• [DATASET RECORDS]
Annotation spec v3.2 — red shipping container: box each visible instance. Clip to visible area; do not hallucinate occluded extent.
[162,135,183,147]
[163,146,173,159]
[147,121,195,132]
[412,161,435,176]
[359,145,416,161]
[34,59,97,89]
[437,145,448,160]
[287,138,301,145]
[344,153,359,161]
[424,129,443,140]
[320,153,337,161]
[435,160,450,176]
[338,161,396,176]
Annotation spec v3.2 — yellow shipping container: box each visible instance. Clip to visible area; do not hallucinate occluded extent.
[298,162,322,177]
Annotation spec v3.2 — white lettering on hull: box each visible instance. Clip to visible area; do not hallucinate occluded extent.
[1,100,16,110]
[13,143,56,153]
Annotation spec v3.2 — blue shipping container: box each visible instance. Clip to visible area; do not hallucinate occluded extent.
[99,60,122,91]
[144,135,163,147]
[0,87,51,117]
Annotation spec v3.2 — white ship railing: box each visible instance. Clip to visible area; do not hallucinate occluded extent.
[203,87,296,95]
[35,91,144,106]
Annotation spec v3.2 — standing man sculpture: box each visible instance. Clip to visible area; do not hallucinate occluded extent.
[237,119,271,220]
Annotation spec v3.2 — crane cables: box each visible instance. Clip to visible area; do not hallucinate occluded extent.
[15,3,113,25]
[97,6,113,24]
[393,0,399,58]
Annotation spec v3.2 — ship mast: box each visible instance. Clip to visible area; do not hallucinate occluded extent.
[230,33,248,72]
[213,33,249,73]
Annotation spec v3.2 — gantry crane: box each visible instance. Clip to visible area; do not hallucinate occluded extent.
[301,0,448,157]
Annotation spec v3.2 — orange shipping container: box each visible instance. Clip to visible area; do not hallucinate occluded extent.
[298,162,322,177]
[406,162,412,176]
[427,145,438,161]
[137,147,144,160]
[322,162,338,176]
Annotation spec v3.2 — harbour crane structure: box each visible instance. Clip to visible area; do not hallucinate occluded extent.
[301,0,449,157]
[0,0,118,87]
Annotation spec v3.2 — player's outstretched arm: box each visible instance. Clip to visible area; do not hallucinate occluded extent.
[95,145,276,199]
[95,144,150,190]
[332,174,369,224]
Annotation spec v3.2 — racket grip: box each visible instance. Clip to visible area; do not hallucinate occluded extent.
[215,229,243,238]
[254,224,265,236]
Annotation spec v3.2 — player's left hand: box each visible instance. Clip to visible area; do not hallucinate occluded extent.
==
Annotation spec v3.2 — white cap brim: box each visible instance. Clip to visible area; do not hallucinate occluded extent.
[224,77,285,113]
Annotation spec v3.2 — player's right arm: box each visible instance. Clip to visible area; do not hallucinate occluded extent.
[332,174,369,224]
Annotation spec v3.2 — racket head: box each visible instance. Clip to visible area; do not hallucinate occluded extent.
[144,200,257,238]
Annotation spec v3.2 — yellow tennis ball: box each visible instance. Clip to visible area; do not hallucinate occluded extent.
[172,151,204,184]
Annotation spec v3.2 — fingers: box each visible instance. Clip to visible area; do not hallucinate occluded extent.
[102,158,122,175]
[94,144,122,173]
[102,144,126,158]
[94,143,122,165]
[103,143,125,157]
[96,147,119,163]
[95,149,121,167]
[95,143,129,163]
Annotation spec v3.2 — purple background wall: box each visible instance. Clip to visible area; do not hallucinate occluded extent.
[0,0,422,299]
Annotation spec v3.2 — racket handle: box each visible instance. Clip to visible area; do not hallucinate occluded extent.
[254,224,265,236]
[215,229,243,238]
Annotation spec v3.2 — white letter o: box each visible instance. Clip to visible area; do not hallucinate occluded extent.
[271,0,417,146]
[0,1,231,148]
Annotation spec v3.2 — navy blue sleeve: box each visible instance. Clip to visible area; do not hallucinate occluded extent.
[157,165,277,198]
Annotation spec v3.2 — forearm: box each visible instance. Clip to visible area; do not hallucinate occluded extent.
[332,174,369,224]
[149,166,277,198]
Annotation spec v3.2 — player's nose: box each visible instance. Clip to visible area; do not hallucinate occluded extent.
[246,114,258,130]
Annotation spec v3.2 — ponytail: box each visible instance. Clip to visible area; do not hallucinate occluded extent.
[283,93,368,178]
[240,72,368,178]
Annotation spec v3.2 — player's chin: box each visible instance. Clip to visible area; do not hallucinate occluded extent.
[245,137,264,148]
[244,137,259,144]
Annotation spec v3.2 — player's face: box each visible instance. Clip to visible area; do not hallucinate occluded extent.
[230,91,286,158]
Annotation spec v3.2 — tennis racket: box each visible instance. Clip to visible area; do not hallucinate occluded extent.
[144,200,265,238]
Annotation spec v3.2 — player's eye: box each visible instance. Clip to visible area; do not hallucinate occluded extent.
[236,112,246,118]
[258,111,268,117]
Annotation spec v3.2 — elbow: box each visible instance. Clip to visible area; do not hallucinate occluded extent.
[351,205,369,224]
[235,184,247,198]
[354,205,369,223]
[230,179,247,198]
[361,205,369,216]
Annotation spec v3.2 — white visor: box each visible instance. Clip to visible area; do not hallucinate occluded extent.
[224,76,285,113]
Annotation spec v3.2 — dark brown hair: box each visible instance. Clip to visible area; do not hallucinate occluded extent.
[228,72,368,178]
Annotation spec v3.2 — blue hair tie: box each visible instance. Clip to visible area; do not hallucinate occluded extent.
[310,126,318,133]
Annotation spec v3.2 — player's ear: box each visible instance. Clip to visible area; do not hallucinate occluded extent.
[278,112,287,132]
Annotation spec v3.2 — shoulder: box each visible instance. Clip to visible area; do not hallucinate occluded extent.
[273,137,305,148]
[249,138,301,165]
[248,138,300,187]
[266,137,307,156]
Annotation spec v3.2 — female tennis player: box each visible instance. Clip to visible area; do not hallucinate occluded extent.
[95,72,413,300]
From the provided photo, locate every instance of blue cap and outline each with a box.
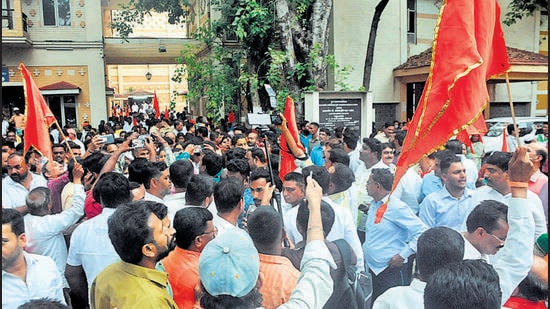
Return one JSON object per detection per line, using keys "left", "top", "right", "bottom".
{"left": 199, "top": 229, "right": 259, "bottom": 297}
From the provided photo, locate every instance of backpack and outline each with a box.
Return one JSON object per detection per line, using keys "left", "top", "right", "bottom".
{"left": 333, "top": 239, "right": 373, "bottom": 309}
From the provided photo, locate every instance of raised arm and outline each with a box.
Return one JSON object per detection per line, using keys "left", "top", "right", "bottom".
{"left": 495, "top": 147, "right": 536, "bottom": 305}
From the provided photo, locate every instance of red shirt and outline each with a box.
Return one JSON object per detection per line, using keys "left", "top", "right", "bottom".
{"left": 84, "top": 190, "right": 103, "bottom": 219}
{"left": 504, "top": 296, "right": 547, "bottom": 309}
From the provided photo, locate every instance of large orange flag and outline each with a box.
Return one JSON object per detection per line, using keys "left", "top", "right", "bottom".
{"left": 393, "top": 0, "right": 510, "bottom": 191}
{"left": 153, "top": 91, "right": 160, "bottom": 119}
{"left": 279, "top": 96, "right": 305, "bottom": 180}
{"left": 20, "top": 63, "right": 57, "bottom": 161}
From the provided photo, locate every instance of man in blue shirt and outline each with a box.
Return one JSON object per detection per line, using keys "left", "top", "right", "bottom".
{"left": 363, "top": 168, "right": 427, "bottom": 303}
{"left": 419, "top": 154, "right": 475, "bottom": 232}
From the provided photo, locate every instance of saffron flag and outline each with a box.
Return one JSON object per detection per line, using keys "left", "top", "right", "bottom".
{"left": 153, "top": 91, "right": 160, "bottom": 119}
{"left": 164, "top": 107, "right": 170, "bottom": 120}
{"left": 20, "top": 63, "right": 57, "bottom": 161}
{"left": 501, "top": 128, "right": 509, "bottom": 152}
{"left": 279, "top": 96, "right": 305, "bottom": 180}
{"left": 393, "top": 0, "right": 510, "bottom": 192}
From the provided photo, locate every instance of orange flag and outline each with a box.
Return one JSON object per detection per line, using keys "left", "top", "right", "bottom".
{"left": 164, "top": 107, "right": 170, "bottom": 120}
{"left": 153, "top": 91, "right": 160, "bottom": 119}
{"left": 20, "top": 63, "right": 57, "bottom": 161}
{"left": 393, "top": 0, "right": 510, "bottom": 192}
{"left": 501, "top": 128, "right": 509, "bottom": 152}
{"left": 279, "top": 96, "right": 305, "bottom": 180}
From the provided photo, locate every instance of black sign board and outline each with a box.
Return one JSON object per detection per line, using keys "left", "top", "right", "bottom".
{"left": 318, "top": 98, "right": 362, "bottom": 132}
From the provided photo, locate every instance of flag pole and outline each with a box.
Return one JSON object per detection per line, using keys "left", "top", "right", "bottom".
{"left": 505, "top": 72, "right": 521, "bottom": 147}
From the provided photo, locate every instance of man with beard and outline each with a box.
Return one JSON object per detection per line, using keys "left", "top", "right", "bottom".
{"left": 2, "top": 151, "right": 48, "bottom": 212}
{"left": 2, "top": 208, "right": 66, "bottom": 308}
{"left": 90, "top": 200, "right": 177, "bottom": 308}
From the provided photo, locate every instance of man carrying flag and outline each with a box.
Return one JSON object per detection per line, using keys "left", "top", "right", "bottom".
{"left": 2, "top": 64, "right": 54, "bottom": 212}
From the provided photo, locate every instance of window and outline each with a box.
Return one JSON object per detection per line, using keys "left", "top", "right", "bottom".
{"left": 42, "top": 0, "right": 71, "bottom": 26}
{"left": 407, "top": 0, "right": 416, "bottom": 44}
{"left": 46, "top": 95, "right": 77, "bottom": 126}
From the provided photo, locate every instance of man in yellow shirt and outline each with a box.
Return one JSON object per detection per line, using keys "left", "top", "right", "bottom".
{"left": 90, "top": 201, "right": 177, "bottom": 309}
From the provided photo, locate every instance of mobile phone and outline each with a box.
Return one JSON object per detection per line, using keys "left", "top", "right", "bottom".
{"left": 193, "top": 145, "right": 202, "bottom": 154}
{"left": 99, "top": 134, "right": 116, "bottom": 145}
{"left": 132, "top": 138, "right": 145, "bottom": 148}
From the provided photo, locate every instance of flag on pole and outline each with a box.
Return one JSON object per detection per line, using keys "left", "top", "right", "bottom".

• [WORK ORDER] After identifying the lines above that contain "shirt", copy each one.

• [SOLVED PROBLEM]
From the provided photo, locate every instance of red shirt and outline each with a box.
From the provided photo, locate every instance of man in blue shirt and outline each with a box.
From the provided photo, locate every instance of man in yellow shirt and outline each with a box.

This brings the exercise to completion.